__WORK ITEM__: Apart from the pictures, please restate every entry below exactly.

__RECORD EXCERPTS__:
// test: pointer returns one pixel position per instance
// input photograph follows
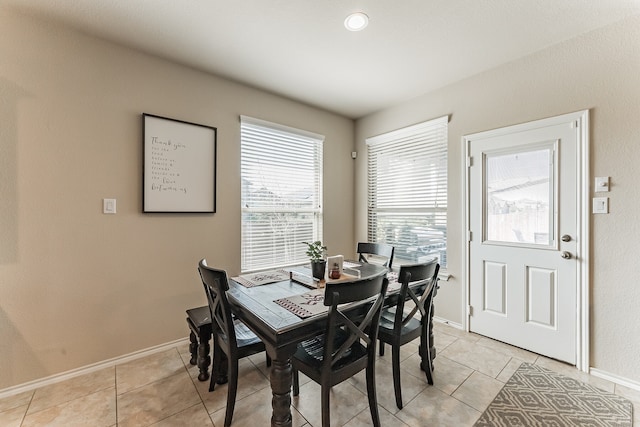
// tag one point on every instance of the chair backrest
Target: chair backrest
(419, 276)
(360, 326)
(380, 249)
(216, 286)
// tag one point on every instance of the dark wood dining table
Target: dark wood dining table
(281, 330)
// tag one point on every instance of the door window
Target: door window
(519, 196)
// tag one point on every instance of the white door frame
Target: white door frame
(583, 261)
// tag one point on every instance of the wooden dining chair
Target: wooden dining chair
(379, 249)
(397, 328)
(232, 339)
(348, 344)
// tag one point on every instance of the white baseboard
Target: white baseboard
(31, 385)
(615, 378)
(448, 322)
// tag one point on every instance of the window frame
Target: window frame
(263, 146)
(427, 143)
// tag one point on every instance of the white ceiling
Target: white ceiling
(301, 50)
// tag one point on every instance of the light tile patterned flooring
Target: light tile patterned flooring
(163, 390)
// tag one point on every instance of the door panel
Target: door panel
(541, 297)
(522, 198)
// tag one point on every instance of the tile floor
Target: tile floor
(163, 390)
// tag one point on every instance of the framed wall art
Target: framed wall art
(179, 170)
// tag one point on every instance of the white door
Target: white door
(523, 221)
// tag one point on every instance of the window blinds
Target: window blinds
(407, 191)
(281, 170)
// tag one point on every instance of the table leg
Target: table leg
(281, 388)
(204, 358)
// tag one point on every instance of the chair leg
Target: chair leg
(371, 394)
(296, 381)
(231, 391)
(395, 361)
(215, 370)
(324, 400)
(193, 348)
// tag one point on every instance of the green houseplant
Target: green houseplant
(316, 251)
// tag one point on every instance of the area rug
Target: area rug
(535, 396)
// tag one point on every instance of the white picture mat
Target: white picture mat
(179, 166)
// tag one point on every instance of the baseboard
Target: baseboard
(615, 378)
(448, 322)
(31, 385)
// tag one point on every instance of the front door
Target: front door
(523, 221)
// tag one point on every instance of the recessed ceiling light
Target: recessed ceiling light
(356, 21)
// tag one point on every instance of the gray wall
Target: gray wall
(76, 286)
(599, 71)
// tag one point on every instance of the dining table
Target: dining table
(281, 329)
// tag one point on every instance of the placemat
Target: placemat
(262, 278)
(305, 305)
(312, 302)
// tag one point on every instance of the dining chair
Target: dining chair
(397, 328)
(232, 339)
(379, 249)
(348, 344)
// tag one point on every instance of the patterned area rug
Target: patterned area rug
(535, 396)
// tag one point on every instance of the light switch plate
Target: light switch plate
(600, 205)
(108, 205)
(602, 184)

__ANSWER TO THIS EXERCISE__:
// test: pointer returns one pixel position per instance
// input photograph follows
// tag one point on every instance of the chair backrest
Target: chair backrest
(419, 276)
(360, 326)
(380, 249)
(216, 286)
// tag one point on every instance of the dark wood dining table
Target: dark wood dining table
(281, 330)
// tag one point on every instance of the door window
Target: door window
(519, 196)
// tag one point on every instance of the white door frame
Target: white door frame
(583, 261)
// tag one point on every instance of the wooden dining chair
Target: wooden dining chair
(379, 249)
(397, 328)
(232, 339)
(348, 344)
// tag one point on every instance of the white baseboard
Target: white baseboard
(31, 385)
(615, 378)
(448, 322)
// tag one point on every instance of the window frame
Target: window frame
(263, 146)
(427, 143)
// tag one point on every instance of the white ceiling
Target: white ceiling
(301, 50)
// tag one point on every instance of the light tile patterned flooring
Target: light tile patterned flooring
(163, 390)
// tag one point on every instance of the door panel
Target: door panel
(541, 297)
(522, 198)
// tag one point on every instance of the tile floor
Target: tile floor
(163, 390)
// tag one point on every instance of the framed wall art
Target: framed wall art
(179, 170)
// tag one point on every instance of the white door
Target: white door
(523, 221)
// tag one point on every instance of the window blinds
Target: window blinds
(407, 191)
(281, 170)
// tag one point on every instance of the table leg
Target: table leg
(281, 388)
(204, 358)
// tag one point on every instance of the chair leg
Target: chair leg
(371, 394)
(296, 381)
(231, 391)
(395, 361)
(215, 370)
(324, 400)
(193, 348)
// tag one point on every instance of the green houseplant
Target: green houseplant
(316, 251)
// tag one point on every instance of the area rug
Target: area rug
(535, 396)
// tag one point on every instance of the white picture mat
Target: white picture mat
(179, 166)
// tag one point on every instance of the baseboard
Target: baseboard
(615, 378)
(448, 322)
(31, 385)
// tag one point on every instance of the front door
Target: front door
(523, 221)
// tag one point on every instance of the recessed ceiling light
Target: recessed ceiling light
(356, 21)
// tag one point on every instance of the gray wall
Target: gray wall
(76, 286)
(599, 71)
// tag one point on every instance of the dining table
Target: dining table
(281, 329)
// tag one point on every instance of the placemat
Target: placemat
(262, 278)
(305, 305)
(312, 302)
// tag one point on every instance of the dining chair
Target: dining chair
(397, 328)
(232, 339)
(379, 249)
(348, 344)
// tag one point on every instance of the patterned area rug
Target: patterned area rug
(535, 396)
// tag one point on every instance of the light switch plate
Target: light switch plate
(600, 205)
(108, 205)
(602, 184)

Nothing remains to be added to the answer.